§ **INFORMATION PROVIDED**:
▬▬▬▬▬▬▬▬▬▬

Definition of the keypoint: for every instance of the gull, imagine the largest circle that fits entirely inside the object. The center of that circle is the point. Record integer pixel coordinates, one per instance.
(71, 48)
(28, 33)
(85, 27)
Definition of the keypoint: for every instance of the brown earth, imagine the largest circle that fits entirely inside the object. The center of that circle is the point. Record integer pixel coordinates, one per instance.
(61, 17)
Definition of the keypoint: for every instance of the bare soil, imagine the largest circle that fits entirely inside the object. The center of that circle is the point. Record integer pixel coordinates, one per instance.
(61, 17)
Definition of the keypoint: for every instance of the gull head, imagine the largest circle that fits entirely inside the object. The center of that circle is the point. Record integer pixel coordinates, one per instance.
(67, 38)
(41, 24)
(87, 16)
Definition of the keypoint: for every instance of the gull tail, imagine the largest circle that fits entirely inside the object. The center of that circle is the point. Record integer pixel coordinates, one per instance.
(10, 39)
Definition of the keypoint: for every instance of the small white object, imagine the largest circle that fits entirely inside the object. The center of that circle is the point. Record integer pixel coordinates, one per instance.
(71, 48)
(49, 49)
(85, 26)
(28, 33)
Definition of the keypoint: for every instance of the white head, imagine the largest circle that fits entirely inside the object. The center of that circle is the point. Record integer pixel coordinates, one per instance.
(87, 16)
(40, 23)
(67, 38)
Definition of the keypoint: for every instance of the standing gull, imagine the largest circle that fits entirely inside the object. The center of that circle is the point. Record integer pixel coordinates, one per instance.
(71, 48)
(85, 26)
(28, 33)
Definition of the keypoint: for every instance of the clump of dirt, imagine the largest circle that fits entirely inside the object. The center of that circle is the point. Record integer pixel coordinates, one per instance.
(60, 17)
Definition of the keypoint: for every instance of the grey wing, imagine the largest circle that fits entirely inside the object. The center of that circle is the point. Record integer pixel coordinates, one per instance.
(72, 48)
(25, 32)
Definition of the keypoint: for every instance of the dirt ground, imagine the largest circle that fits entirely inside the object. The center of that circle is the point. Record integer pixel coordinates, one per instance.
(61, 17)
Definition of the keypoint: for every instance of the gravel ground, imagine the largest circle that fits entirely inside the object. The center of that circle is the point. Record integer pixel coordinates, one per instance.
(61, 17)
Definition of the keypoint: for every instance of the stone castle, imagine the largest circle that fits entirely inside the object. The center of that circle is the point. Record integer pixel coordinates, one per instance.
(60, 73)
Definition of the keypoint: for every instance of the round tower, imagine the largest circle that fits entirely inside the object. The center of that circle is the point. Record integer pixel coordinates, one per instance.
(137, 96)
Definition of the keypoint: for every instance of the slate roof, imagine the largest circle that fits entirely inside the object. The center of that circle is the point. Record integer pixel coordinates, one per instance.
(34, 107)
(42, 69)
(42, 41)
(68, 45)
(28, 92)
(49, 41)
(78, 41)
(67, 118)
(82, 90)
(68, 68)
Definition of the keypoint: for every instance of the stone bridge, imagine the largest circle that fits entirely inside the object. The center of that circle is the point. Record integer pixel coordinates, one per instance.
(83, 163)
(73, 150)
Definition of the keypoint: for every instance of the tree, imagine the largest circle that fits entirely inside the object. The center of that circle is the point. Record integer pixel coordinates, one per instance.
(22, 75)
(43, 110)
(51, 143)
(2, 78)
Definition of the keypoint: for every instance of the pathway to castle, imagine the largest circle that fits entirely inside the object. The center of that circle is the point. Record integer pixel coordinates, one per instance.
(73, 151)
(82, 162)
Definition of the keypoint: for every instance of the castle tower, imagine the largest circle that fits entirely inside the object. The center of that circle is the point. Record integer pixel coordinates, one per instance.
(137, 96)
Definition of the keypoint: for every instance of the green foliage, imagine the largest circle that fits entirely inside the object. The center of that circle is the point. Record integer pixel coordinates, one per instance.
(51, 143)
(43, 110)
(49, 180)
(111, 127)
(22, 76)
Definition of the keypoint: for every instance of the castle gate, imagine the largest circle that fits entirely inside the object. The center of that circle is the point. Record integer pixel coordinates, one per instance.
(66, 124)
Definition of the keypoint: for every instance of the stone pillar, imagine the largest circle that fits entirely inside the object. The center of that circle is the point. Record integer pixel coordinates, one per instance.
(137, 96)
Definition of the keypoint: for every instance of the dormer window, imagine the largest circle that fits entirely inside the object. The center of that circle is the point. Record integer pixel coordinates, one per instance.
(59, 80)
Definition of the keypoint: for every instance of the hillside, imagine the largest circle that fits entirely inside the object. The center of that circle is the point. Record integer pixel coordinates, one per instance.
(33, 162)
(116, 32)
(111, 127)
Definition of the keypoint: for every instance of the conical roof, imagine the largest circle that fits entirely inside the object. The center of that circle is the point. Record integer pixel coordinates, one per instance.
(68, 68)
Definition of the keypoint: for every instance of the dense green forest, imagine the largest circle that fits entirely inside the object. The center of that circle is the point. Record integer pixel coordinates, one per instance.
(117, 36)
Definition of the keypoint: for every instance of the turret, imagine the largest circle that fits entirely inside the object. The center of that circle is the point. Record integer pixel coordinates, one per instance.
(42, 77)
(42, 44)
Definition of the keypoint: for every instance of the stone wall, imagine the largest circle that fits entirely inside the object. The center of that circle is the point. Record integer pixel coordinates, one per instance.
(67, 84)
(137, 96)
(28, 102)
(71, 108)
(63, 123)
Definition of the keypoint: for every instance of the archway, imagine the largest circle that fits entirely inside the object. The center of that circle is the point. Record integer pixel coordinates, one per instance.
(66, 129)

▬▬▬▬▬▬▬▬▬▬

§ **EXERCISE DETAILS**: Output every record above, exactly as written.

§ **TASK SOLUTION**:
Definition of the keypoint: for every instance of the gull, imagine the largest circle that fits entirely inside the object. The center of that circle is the point. Record integer pixel coordinates, one per instance.
(71, 48)
(28, 33)
(85, 27)
Definition of the keypoint: for every instance of the brown earth, imagine the largest circle that fits entirely inside the object. The center of that circle is the point. Record integer pixel coordinates, one per instance.
(61, 17)
Definition of the keypoint: for every instance of the bare soil, imagine the largest circle that fits entirely inside the object. The center of that circle is the point. Record integer pixel coordinates, one per instance.
(61, 17)
Definition of the keypoint: for every instance of the gull head, imagine the largest circle that fits entirely inside the object. The center of that circle is the point. Record integer pixel coordinates, one per instance.
(67, 38)
(41, 24)
(87, 16)
Definition of the keypoint: for every instance of the gull tail, imagine the largest circle that fits entirely inside the object. The center of that circle is the point. Record integer pixel coordinates, one per instance.
(10, 39)
Definition of the keypoint: for every instance of the small white object, imagine the largest circle that fits entirely inside the object. The center of that circle is the point. Record integer pixel coordinates, one per instance.
(71, 48)
(49, 49)
(85, 26)
(28, 33)
Definition of the keypoint: for every instance of the white head, imagine the largest circle that fits entirely inside the object. The center of that circle is the point. Record integer pixel coordinates, one per instance.
(87, 16)
(40, 23)
(67, 38)
Definition of the keypoint: for every instance of the standing gull, imagine the largest circle that fits entirely inside the object. The center of that circle is the point. Record integer pixel coordinates, one per instance.
(71, 48)
(85, 26)
(28, 33)
Definition of the keypoint: for every instance of the clump of dirt, imagine the largest circle that fits entirely inside the object. The center of that circle is the point. Record integer pixel coordinates, one per instance.
(60, 17)
Definition of the keypoint: for every instance of the grey wing, imagine the largest circle that fits entirely inside the object. The center of that circle is the point. Record integer pixel coordinates, one per instance.
(72, 48)
(25, 32)
Definition of the keypoint: for every instance of the dirt ground, imagine the largest circle that fits entirely inside the object. The center of that circle is the point. Record integer pixel coordinates, one per instance.
(61, 17)
Definition of the keypoint: for every instance of the gravel ground, imagine the largest circle that fits entirely inside the object. The center of that circle is the point. Record integer pixel coordinates, one per instance.
(61, 17)
Definition of the keypoint: for every instance of the stone castle, imagine the largest circle that fits entirely inside the object. The center of that circle is the point. Record integer pixel coordinates, one per instance.
(60, 73)
Definition of the keypoint: for every instance of the round tower, imagine the largest circle that fits entirely inside the object. The center of that circle is the point. Record integer pixel coordinates, one per instance.
(137, 96)
Definition of the keypoint: for every instance of the slate roof, imagine the largest circle that fits entirely inside the object. The center of that circle is the point. Record integer pixel coordinates, one per instance.
(34, 107)
(42, 69)
(42, 41)
(68, 45)
(28, 92)
(49, 41)
(78, 41)
(67, 118)
(82, 90)
(68, 68)
Definition of the keypoint: for every instance of the stone bridge, imagine the largest circle that fits entirely inside the object. The center of that circle is the point. Record integer pixel coordinates, one per instance.
(83, 163)
(73, 150)
Definition of the keypoint: for every instance of the tree, imagine the largest circle that fits entirely inside the object. The center of that circle is the point. Record integer pixel coordinates, one per instance.
(22, 75)
(43, 110)
(51, 143)
(2, 78)
Definition of the keypoint: for every instance of the pathway to castle, imagine the largest circle that fits entirely inside the object. The center of that circle is the point. Record integer pixel coordinates, one per instance.
(73, 151)
(82, 162)
Definition of the keypoint: for every instance of the castle tower, imagine the largest circle that fits entirely inside the object. The center of that circle is the point. Record integer pixel coordinates, one per instance.
(137, 96)
Definition of the keypoint: for every instance of the green foliage, imagine the largest circle that fits entirely inside the object. The center of that circle is the point. Record integer pixel coordinates, one per instance.
(51, 143)
(43, 110)
(49, 180)
(111, 127)
(22, 76)
Definition of the keypoint: for every instance of the castle gate, imagine the largest circle that fits entirely inside the object. The center of that circle is the point. Record integer pixel coordinates, one per instance.
(66, 124)
Definition of the keypoint: for every instance of the stone pillar, imagine the largest circle that fits entirely inside the object. The center of that circle is the point. Record integer pixel coordinates, one per instance.
(137, 96)
Definition of the keypoint: for every instance of the dormer window, imagine the largest circle that fits entirely inside the object. The center of that circle is the point. Record integer pixel coordinates, one per instance.
(59, 80)
Definition of the keypoint: for every instance of the hillside, imagine the largest circle that fits entirely inside the object. The center of that circle is the point. Record integer pixel coordinates, one per instance.
(33, 162)
(116, 32)
(111, 127)
Definition of the keypoint: for every instance of the conical roof, imagine the largest circle that fits entirely inside the object. The center of that circle is the point. Record integer pixel coordinates, one per instance.
(68, 68)
Definition of the keypoint: for every instance of the dense green forest, imagine the largest circle that fits entirely inside the object. The center of that circle is the point. Record integer pixel coordinates, one per instance.
(117, 36)
Definition of the keypoint: for every instance of the turret, imagine the largest circle that fits entirely inside the object. The center of that circle is the point. Record integer pixel coordinates, one per instance.
(42, 77)
(42, 44)
Definition of the keypoint: for every instance of the stone wall, imagine the largest circle that fits entirely inside the object. The center of that circle is the point. Record integer pixel coordinates, one per instance.
(67, 84)
(137, 96)
(28, 102)
(71, 108)
(63, 123)
Definition of the keypoint: for every instance of the archway, imagine the largest circle that fits entirely inside the object. The center of that circle is the point. Record integer pixel coordinates, one per instance.
(66, 129)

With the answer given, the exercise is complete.